##### Dataset extract #####

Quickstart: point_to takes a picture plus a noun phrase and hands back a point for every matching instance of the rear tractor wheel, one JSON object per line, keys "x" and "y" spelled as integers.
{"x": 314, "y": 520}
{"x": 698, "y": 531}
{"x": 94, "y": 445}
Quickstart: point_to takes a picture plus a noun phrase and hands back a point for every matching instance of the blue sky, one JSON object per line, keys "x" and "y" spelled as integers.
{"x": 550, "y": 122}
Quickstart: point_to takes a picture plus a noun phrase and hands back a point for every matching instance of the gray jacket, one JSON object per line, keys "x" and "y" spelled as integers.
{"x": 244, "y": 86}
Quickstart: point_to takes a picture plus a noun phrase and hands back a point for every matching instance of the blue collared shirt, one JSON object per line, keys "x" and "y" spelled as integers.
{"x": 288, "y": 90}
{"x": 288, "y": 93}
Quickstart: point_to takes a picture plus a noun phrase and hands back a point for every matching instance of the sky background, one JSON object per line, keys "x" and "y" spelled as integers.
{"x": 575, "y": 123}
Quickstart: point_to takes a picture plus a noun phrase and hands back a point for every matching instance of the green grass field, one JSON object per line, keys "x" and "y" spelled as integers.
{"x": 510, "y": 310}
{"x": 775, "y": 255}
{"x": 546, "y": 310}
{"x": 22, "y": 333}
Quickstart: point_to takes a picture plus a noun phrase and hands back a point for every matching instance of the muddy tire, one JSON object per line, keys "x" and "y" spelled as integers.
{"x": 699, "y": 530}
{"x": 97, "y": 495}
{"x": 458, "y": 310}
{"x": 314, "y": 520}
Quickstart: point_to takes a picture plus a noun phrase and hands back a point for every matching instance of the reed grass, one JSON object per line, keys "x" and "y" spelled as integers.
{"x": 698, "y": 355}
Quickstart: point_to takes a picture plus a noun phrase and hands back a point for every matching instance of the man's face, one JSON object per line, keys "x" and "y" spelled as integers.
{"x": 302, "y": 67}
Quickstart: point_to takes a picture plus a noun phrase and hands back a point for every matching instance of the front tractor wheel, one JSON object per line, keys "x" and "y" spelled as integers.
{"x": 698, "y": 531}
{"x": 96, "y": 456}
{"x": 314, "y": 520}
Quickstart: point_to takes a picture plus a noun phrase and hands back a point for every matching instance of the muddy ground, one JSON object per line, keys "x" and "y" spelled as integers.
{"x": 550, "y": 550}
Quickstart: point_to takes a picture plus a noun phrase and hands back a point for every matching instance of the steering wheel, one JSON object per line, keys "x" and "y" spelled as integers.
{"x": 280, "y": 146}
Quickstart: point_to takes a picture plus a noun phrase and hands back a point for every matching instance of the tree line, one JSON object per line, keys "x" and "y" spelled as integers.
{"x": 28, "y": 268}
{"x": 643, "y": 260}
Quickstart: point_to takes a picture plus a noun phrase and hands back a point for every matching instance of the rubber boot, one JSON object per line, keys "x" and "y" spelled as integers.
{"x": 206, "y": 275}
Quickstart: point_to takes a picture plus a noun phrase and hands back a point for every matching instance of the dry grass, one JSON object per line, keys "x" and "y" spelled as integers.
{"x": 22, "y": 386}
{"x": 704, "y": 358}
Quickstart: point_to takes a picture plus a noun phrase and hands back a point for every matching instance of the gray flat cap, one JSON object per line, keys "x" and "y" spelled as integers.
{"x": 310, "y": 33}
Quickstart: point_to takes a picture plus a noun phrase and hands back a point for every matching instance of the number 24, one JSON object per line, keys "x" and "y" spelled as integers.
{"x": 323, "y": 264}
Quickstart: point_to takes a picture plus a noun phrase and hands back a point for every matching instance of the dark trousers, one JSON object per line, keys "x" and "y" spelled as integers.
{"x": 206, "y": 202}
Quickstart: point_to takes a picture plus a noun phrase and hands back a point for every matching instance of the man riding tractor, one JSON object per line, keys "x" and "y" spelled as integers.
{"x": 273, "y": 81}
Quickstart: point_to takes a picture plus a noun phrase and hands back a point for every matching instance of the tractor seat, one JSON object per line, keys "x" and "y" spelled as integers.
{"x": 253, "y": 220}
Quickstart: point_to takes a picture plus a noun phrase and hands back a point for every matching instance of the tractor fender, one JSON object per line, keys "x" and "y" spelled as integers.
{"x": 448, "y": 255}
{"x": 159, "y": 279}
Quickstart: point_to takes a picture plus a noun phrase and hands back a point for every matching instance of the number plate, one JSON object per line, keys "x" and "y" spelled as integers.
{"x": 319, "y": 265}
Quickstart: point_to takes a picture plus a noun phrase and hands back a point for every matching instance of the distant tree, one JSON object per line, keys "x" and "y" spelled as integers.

#####

• **Written instruction**
Your task is to write out the lines from the one with "tractor seat, one" through the end of the records, exactly and with nothing added.

• **Problem solution**
Quickstart: point_to takes a picture plus a noun phrase and hands back a point for every matching instance of the tractor seat, one JSON object per line, keys "x" and "y" spelled as integers.
{"x": 253, "y": 220}
Quickstart: point_to takes a picture plus a noun phrase and hands back a point for every matching instance of the tractor fender, one JSON object per line, keys "x" and "y" spelled as integers.
{"x": 448, "y": 255}
{"x": 159, "y": 279}
Quickstart: point_to takes a picture plus a noun phrase and hands back a point for every matching instance of the number plate, one JSON object per line, keys "x" and "y" spelled as integers.
{"x": 319, "y": 265}
Quickstart: point_to takes a picture plus a noun phrase and hands back a point for every matching instance of the distant tree, one JSON object per line, keys "x" and "y" spelled as integers.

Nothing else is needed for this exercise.